-- ACTIVITY --
Restate, word for word, the lines from the opening line of the data through the line containing "In[2]: # box the mountain range in this photo", both included, and nothing else.

:: EXTRACTED DATA

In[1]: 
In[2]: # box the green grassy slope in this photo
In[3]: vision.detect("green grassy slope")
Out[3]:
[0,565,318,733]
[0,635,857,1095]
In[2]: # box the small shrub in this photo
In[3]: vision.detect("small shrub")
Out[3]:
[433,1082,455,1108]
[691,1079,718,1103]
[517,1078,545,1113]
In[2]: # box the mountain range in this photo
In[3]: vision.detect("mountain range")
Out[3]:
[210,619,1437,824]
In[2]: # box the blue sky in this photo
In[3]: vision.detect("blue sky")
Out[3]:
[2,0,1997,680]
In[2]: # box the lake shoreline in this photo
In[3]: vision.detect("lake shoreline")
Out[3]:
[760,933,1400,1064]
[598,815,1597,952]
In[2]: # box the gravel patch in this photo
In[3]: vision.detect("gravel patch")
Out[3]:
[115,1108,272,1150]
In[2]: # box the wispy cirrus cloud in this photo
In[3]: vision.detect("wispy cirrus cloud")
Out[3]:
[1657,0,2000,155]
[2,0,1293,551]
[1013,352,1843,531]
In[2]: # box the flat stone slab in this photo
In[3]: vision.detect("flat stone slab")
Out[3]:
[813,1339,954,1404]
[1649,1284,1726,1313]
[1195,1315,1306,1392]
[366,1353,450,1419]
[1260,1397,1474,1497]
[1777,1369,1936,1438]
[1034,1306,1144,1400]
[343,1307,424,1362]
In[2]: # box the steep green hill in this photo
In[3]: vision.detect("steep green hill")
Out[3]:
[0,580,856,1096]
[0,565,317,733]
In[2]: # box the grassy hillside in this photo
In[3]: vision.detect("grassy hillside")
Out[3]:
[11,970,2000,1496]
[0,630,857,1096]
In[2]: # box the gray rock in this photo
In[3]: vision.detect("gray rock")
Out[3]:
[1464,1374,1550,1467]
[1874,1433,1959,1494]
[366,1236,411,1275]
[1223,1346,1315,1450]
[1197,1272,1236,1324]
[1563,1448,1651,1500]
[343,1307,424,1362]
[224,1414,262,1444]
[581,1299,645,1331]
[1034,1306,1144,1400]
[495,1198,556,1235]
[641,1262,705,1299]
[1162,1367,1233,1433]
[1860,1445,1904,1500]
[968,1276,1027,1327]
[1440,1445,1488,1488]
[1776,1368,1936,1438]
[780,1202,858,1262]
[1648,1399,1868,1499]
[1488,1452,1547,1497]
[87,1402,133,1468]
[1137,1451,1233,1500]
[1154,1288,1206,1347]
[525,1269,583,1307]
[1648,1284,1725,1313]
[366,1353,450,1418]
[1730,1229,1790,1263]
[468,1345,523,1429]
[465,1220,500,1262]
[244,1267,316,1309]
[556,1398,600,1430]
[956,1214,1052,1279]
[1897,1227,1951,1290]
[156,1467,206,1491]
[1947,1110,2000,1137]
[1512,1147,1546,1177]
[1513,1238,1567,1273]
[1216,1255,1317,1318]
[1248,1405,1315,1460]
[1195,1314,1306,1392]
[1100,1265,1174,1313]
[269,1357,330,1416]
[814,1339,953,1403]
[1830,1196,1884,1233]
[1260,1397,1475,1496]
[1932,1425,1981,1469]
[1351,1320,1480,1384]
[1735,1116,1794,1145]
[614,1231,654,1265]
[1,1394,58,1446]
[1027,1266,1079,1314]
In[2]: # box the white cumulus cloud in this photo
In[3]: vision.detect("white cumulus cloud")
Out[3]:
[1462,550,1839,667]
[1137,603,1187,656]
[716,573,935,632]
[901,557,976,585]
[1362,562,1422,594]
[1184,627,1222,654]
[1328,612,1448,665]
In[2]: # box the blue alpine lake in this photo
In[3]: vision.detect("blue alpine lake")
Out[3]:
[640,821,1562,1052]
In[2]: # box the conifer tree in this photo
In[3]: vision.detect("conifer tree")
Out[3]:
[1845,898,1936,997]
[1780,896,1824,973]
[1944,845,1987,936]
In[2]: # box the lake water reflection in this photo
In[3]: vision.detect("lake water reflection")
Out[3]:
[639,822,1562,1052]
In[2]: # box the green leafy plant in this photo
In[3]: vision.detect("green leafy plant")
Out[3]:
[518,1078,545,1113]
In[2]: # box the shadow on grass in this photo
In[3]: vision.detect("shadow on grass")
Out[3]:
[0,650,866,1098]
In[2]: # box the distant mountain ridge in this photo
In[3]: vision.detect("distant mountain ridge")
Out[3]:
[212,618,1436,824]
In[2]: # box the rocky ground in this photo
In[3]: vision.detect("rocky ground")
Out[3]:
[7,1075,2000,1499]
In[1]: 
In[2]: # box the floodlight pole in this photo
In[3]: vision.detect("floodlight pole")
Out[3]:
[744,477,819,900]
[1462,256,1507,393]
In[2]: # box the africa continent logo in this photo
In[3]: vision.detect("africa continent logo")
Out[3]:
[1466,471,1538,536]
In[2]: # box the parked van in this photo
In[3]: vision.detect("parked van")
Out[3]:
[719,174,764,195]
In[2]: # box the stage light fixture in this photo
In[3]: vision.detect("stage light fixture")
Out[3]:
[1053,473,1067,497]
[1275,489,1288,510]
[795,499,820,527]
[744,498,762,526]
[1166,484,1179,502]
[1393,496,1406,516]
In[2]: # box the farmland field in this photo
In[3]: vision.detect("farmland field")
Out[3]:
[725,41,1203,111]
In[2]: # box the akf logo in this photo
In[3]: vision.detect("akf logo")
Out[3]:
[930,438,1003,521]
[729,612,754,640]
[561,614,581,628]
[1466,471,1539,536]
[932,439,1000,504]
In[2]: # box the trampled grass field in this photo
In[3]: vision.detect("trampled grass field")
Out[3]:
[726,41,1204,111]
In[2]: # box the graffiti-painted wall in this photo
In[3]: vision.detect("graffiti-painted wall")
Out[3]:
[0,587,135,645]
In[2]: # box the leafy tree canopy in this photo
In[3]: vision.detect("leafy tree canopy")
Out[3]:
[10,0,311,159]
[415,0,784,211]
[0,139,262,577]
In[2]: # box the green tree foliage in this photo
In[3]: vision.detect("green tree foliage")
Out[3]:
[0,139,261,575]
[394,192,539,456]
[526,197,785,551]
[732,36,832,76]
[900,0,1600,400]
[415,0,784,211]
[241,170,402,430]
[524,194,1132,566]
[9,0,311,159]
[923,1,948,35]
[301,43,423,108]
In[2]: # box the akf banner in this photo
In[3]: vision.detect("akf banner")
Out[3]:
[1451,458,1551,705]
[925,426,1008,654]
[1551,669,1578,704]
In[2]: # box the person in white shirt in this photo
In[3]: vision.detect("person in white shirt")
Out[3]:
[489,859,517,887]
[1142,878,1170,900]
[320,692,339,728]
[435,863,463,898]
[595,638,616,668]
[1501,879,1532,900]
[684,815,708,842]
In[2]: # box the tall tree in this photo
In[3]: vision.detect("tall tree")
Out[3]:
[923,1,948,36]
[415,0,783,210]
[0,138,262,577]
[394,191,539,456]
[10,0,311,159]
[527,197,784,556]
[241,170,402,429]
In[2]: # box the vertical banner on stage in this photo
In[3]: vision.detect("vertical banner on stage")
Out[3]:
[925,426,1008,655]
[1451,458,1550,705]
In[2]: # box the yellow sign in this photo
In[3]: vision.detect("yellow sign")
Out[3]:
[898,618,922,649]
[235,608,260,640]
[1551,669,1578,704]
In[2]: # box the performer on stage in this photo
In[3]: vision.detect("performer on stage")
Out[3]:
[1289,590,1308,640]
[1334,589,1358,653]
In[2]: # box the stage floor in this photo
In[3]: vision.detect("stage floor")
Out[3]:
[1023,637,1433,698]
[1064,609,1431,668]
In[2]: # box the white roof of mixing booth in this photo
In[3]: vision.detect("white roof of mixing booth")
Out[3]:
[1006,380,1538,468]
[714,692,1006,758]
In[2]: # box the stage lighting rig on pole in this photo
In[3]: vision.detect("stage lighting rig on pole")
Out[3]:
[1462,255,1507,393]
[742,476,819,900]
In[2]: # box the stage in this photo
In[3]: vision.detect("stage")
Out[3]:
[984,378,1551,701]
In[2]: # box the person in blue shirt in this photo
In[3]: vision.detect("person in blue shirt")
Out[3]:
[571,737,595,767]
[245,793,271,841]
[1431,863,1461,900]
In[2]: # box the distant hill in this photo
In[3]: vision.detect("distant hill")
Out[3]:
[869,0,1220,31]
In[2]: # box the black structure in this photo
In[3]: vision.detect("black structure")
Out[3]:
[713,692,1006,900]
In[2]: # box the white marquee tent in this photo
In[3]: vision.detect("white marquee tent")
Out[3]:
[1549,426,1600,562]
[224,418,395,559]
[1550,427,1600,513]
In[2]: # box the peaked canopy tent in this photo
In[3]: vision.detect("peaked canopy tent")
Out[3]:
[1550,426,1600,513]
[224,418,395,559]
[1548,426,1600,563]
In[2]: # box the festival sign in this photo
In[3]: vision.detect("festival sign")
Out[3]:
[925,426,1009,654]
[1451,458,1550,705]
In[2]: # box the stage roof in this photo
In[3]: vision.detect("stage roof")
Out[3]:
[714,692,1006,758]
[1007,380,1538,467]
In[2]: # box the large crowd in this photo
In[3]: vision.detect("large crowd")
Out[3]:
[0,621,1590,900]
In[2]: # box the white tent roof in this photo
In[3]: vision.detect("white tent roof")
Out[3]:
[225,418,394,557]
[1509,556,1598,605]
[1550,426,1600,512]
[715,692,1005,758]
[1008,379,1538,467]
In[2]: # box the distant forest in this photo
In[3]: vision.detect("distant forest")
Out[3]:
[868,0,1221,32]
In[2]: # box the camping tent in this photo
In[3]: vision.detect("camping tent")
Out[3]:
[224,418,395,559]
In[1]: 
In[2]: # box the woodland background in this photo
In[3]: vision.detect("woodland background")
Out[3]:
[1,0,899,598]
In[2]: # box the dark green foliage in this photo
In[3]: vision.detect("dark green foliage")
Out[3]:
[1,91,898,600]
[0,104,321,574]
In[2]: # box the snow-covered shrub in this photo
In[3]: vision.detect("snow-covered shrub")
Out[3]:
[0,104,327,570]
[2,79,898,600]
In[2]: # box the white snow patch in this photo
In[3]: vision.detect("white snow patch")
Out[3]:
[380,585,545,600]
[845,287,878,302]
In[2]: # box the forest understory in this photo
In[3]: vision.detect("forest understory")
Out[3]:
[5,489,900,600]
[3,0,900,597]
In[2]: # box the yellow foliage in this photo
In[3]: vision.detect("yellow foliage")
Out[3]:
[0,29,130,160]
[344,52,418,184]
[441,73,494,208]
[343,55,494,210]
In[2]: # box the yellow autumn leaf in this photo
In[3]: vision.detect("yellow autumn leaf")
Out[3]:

::::

-- SOLVED PROBLEM --
In[1]: 
In[2]: # box the green grassy slope in this photo
In[3]: vision.detect("green grassy slope")
Out[3]:
[0,565,318,733]
[0,635,857,1095]
In[2]: # box the small shrub in this photo
In[3]: vision.detect("small shrub")
Out[3]:
[433,1082,455,1108]
[691,1079,718,1103]
[517,1078,545,1113]
In[2]: # box the mountain range in this photo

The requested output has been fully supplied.